───── Record excerpts
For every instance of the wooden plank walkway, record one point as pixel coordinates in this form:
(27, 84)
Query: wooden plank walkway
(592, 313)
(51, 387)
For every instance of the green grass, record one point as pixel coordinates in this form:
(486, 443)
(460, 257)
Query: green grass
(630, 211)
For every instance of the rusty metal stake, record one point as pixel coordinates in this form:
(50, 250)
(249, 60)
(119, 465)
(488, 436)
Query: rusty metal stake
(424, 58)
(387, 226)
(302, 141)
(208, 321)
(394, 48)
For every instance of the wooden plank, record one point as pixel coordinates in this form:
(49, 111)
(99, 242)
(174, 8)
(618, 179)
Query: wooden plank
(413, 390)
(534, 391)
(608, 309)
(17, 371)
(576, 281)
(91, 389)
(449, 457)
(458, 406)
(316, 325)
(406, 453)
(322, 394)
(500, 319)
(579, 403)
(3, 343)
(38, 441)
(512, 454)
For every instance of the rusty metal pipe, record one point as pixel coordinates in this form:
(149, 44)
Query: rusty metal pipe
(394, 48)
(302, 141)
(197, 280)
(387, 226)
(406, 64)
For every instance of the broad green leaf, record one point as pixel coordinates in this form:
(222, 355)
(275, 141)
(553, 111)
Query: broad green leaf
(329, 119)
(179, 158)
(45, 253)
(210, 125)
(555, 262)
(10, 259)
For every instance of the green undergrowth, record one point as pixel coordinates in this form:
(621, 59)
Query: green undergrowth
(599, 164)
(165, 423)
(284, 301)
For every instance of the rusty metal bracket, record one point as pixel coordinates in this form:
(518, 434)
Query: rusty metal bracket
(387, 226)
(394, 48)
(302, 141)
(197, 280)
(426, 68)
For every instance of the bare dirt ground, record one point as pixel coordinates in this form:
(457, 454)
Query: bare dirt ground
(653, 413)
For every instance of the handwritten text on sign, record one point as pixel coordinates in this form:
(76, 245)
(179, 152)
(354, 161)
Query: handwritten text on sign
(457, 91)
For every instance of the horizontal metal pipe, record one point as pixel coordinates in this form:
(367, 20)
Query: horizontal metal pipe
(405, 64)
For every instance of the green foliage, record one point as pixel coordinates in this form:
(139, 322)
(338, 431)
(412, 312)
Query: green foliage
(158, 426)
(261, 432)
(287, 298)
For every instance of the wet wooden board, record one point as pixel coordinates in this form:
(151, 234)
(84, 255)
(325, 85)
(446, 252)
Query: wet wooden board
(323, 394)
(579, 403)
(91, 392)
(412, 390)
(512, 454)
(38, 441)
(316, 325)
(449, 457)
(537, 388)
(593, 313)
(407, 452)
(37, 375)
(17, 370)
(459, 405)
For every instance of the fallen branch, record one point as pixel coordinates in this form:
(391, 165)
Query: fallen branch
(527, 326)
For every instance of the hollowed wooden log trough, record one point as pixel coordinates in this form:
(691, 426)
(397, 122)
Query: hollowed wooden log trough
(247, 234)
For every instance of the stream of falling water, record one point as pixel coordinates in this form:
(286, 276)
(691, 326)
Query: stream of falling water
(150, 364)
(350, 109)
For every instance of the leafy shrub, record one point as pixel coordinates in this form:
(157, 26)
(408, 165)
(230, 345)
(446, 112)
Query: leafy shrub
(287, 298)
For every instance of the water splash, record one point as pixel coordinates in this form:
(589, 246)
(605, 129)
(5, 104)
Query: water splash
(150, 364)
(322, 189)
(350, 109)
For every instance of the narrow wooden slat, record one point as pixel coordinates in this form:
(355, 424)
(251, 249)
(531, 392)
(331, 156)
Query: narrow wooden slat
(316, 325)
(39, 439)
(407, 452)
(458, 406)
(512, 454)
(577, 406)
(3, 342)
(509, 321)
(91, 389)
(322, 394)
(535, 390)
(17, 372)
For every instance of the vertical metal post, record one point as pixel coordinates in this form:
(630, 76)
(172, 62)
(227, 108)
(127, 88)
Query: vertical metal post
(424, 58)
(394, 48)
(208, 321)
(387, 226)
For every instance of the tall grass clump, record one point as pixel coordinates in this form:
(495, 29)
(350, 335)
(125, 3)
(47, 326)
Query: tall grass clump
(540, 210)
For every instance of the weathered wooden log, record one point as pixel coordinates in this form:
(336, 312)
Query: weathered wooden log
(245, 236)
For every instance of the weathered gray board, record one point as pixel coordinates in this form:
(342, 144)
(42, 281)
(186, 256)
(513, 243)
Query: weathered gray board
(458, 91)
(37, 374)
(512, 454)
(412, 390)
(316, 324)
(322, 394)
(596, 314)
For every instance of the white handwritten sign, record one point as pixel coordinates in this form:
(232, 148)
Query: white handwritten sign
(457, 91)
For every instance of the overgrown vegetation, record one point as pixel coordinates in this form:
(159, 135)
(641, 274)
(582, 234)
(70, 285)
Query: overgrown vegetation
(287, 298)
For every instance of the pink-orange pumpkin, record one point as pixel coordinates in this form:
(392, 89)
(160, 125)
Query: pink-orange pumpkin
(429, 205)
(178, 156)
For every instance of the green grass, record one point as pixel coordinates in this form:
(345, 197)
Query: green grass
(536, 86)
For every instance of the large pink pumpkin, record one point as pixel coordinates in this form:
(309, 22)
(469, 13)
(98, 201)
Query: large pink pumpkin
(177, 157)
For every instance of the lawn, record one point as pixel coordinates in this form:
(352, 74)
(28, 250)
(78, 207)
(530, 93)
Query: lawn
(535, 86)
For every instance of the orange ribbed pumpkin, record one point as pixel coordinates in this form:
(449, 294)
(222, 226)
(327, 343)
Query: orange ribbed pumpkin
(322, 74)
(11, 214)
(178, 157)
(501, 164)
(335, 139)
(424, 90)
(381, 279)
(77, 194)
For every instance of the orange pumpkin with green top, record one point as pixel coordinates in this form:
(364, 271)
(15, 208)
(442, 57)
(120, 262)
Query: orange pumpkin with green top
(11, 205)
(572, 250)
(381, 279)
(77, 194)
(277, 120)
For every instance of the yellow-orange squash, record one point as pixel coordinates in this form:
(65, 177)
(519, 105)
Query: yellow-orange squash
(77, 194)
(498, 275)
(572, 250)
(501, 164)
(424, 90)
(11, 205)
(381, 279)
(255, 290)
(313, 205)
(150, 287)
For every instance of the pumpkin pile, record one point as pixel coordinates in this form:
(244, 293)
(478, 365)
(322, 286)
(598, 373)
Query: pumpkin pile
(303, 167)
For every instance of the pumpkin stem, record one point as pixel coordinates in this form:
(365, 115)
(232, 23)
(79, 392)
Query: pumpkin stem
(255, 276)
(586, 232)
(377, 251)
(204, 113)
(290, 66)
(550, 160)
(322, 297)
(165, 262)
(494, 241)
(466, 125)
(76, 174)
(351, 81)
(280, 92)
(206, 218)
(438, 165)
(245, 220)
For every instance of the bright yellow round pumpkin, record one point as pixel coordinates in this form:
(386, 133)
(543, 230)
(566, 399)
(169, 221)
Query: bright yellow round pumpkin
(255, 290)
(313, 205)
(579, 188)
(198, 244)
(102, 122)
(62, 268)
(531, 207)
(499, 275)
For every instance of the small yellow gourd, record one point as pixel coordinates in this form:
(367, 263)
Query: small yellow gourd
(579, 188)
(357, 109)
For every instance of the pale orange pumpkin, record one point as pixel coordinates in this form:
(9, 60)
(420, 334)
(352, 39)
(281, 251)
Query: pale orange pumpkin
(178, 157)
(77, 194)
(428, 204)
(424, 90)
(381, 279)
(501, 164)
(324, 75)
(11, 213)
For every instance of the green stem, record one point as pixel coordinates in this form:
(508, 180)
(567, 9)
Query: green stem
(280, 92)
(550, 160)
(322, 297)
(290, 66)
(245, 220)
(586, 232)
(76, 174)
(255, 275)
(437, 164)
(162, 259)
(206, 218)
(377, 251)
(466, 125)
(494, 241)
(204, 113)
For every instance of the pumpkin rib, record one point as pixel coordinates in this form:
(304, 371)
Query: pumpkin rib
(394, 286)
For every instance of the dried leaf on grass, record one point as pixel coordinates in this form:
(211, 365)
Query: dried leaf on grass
──────────
Please quote exactly the lines from the one containing "For every instance of the small" through the last line of the records above, both included, and nothing else.

**Exercise solution:**
For every instance of the small yellow gourd, record one point as pixel coordinates in this form:
(367, 263)
Query: small yellow gourd
(579, 188)
(357, 109)
For every instance of the pale orange pumpkin, record one point as pixel coordinates in this form:
(9, 60)
(420, 334)
(352, 39)
(281, 251)
Query: pale orange pumpkin
(178, 157)
(77, 194)
(428, 204)
(424, 90)
(381, 279)
(501, 164)
(324, 75)
(11, 213)
For every instance of the green stem, record one point as pixel coordinates in this form:
(508, 180)
(567, 9)
Query: green stem
(280, 92)
(550, 160)
(322, 297)
(290, 66)
(245, 220)
(586, 232)
(76, 174)
(255, 275)
(437, 164)
(162, 259)
(206, 218)
(377, 251)
(466, 125)
(494, 241)
(204, 113)
For every instance of the pumpkin rib, record one point as pixel coordinates in this form:
(304, 371)
Query: pumpkin rib
(394, 286)
For every instance of the dried leaf on grass, record one point as pixel coordinates in this form:
(211, 365)
Query: dried leaf on grass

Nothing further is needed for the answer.